Um coração dividido entre dois amores

16 de julho de 2019

Desde que me mudei da Alemanha para o Brasil e conheci o jogo bonito, meu coração futebolístico se partiu em dois. Graças a essa divisão já festejei cinco títulos mundiais pelo Brasil e mais quatro pela Alemanha.

O alemão Toni Kroos e o brasileiro Willian em disputa de bola na semifinal da Copa de 2014
O alemão Toni Kroos e o brasileiro Willian em disputa de bola na semifinal da Copa de 2014Foto: picture-alliance/dpa/T. Eisenhuth

Meu primeiro namoro com o futebol se deu em fins dos anos 40, num quarteirão arrasado pela guerra perto da cervejaria Schultheiss, em Prenzlauer Berg, um bairro operário de Berlim. Jogávamos com bolas de meia num campo improvisado entre os destroços de edifícios destruídos pelos bombardeios aéreos. Uma vez ou outra a bola ia parar bem no meio dos escombros, e, não raramente, nos deparávamos com uma bomba. O jogo era interrompido para chamarmos os bombeiros que vinham desarmar o artefato.

Anos mais tarde, já em 1954, tive contato pela primeira vez com o futebol brasileiro. Naquela época, era comum clubes brasileiros excursionarem pela Europa durante o verão. Um desses times era o Madureira, do Rio. Em junho daquele ano, a equipe carioca se apresentou em Berlim Oriental, no Estádio Friedrich-Ludwig-Jahn, pertinho da minha casa. Fui ver o jogo com meus amigos.

Foi um show de bola. O Madureira não tomou conhecimento do SV Chemie e goleou a equipe alemã. Ficaram todos fascinados com o futebol apresentado pelos brasileiros. No dia seguinte, os jornais trouxeram manchetes como "O futebol mágico do Pão de Açúcar".

Fato é que o Madureira abriu os meus olhos – e os do público alemão – para o futebol brasileiro. Já naquela época, o time do Rio contribuiu para consolidar lá fora a imagem do jogo bonito, do futebol vistoso praticado no Brasil. O jogador brasileiro passou a ser considerado um mágico com a bola nos pés.

══════════════════════════════

_INSTRUÇÃO 1_.
Liste, na ordem em que aparecem e sem repetir, todos os anos escritos com quatro algarismos no texto fornecido.

_LISTAGEM_.
══════════════════════════════

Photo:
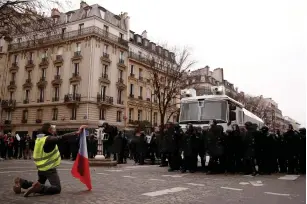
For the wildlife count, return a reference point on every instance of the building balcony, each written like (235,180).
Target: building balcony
(75,78)
(57,81)
(77,56)
(40,100)
(28,84)
(73,35)
(105,58)
(38,121)
(120,84)
(12,86)
(14,68)
(72,98)
(30,65)
(42,83)
(8,104)
(58,60)
(55,99)
(104,100)
(44,62)
(120,102)
(104,79)
(121,64)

══════════════════════════════

_INSTRUÇÃO 2_.
Filtre a listagem e copie cada linha que contenha a palavra "balcony", diferenciando maiúsculas de minúsculas.

_RESPOSTA COMPLETA 1_.
2019, 2014, 1954

_RESPOSTA COMPLETA 2_.
For the wildlife count, return a reference point on every instance of the building balcony, each written like (235,180).
Target: building balcony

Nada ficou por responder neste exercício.